■ PROBLEM REQUIREMENTS ■
Return every one of the records below word for word, changing nothing.
──────── DATA LISTING
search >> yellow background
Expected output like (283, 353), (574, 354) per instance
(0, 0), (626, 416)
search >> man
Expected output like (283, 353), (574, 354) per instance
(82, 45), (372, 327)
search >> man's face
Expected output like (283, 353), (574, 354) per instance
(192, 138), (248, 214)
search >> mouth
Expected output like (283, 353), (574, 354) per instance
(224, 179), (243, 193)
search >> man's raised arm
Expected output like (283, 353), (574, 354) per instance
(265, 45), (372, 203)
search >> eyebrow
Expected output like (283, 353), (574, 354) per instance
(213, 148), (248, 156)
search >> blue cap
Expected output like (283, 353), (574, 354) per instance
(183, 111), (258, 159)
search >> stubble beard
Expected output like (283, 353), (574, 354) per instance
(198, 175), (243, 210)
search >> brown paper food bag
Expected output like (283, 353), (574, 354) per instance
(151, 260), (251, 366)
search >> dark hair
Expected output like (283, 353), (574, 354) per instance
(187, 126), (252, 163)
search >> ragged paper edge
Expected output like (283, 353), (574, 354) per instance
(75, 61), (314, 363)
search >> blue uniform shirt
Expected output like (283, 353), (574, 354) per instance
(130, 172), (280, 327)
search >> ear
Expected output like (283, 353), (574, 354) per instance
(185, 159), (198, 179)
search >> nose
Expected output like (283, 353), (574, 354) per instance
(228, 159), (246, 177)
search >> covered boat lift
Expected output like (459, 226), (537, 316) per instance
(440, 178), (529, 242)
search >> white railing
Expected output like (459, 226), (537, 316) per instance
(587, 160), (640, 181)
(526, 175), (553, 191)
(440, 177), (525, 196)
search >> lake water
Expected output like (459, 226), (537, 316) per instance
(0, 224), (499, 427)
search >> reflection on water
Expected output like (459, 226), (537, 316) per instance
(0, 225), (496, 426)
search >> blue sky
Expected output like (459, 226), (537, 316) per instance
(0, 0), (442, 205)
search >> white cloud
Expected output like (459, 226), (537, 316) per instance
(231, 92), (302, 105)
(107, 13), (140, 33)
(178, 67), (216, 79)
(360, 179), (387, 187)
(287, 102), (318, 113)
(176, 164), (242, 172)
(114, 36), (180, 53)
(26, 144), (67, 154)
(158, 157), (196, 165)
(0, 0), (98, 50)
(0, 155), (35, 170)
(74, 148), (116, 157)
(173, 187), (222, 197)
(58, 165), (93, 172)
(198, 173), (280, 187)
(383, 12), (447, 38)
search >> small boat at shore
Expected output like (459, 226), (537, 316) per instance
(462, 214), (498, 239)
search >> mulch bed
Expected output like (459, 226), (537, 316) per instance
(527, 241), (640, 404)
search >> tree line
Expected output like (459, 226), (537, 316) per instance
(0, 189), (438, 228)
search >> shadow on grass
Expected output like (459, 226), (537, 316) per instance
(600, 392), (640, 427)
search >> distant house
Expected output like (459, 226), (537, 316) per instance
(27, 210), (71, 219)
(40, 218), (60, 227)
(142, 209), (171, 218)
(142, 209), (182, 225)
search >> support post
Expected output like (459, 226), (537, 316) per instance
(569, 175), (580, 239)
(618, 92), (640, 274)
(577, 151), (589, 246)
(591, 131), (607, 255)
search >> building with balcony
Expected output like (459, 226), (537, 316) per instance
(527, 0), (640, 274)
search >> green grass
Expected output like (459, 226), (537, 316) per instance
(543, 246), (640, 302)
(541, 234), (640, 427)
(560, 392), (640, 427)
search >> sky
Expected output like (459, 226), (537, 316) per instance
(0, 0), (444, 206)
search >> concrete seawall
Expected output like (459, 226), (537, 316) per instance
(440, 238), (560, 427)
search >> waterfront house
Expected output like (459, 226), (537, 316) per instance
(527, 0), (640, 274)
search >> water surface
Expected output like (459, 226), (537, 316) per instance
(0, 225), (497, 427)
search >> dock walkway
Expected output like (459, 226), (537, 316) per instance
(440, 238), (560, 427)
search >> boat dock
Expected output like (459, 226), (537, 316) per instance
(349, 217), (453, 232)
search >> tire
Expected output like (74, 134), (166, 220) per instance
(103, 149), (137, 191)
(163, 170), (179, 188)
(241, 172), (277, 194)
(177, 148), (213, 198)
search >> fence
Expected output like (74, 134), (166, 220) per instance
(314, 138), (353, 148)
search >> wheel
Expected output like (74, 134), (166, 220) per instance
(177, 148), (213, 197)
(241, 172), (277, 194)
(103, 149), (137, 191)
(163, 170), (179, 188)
────────────────
■ THE ANSWER ■
search >> yellow background
Expected output like (283, 353), (574, 354) per instance
(0, 0), (626, 416)
search >> man
Expected output like (283, 353), (574, 354) per instance
(82, 45), (372, 327)
search >> man's face
Expected output like (283, 353), (574, 354) per instance
(192, 138), (248, 214)
search >> mouth
Expected output like (283, 353), (574, 354) per instance
(224, 179), (243, 193)
search >> man's raised arm
Expected output like (283, 353), (574, 354) per instance
(265, 45), (372, 203)
search >> eyebrow
Expected output like (283, 353), (574, 354) per instance
(213, 148), (248, 156)
search >> blue cap
Expected output like (283, 353), (574, 354) per instance
(183, 111), (258, 159)
search >> stubble beard
Expected output like (283, 353), (574, 354) per instance
(198, 175), (243, 210)
search >> brown paper food bag
Expected output like (283, 353), (574, 354) per instance
(151, 260), (251, 366)
search >> dark hair
Expected output like (283, 353), (574, 354) per instance
(187, 126), (252, 163)
search >> ragged paper edge
Expected output like (283, 353), (574, 354) per instance
(75, 61), (314, 363)
search >> blue uniform shirt
Expected output like (283, 353), (574, 354) per instance
(130, 172), (280, 327)
search >> ear
Expected output like (283, 353), (574, 354) per instance
(185, 159), (198, 179)
search >> nose
Expected output like (283, 353), (574, 354) per instance
(228, 159), (246, 177)
search >> covered boat lift
Expected output like (459, 226), (537, 316) per instance
(440, 178), (529, 242)
search >> white railing
Expected output like (459, 226), (537, 316) per instance
(587, 160), (640, 181)
(526, 175), (553, 191)
(440, 177), (525, 196)
search >> lake water
Expected output like (459, 226), (537, 316) per instance
(0, 224), (499, 427)
search >> reflection on water
Expected output like (459, 226), (537, 316) per instance
(0, 225), (496, 426)
search >> blue sky
Expected output like (459, 226), (537, 316) per instance
(0, 0), (442, 205)
search >> white cloud
Expected output like (459, 226), (537, 316) per instance
(231, 92), (302, 105)
(107, 13), (140, 33)
(178, 67), (216, 79)
(360, 179), (387, 187)
(287, 102), (318, 113)
(176, 164), (242, 172)
(114, 36), (180, 53)
(26, 144), (67, 154)
(158, 157), (196, 165)
(0, 0), (98, 50)
(0, 155), (35, 170)
(74, 148), (116, 157)
(173, 187), (222, 197)
(58, 165), (93, 172)
(198, 173), (280, 187)
(383, 12), (447, 38)
search >> small boat at shore
Expected output like (459, 226), (537, 316) per instance
(462, 214), (498, 239)
search >> mulch bed
Expected output like (459, 226), (537, 316) per instance
(527, 241), (640, 404)
search >> tree line
Expected output like (459, 226), (537, 316) per instance
(0, 189), (438, 228)
search >> shadow on grass
Expected output like (459, 226), (537, 316) per instance
(600, 392), (640, 427)
search >> distant house
Expected output like (459, 226), (537, 316) per instance
(27, 210), (71, 219)
(40, 218), (60, 227)
(142, 209), (171, 218)
(142, 209), (182, 225)
search >> support post
Expected output like (459, 226), (537, 316) per instance
(569, 175), (580, 239)
(618, 92), (640, 274)
(577, 151), (589, 246)
(591, 131), (607, 255)
search >> building with balcony
Expected output like (459, 226), (537, 316) per instance
(527, 0), (640, 274)
search >> green grass
Expected output like (459, 226), (537, 316) per instance
(543, 246), (640, 302)
(541, 234), (640, 427)
(560, 392), (640, 427)
search >> sky
Expected output like (459, 226), (537, 316) per instance
(0, 0), (444, 206)
search >> concrete seawall
Expected output like (459, 226), (537, 316) per instance
(440, 238), (560, 427)
search >> waterfront house
Expected output like (459, 226), (537, 316) per instance
(527, 0), (640, 274)
search >> water surface
Expected output like (459, 226), (537, 316) per instance
(0, 225), (497, 427)
search >> dock walkway
Expected output like (459, 226), (537, 316) per instance
(440, 238), (560, 427)
search >> boat dock
Expected output like (459, 226), (537, 316) per instance
(349, 217), (453, 232)
search >> tire
Expected output like (74, 134), (166, 220) per instance
(103, 149), (137, 191)
(163, 170), (179, 188)
(241, 172), (277, 194)
(177, 148), (213, 198)
search >> fence
Expected output like (74, 134), (166, 220) per instance
(314, 138), (353, 148)
search >> wheel
Expected output like (74, 134), (166, 220) per instance
(177, 148), (213, 197)
(241, 172), (277, 194)
(103, 149), (137, 191)
(163, 170), (179, 188)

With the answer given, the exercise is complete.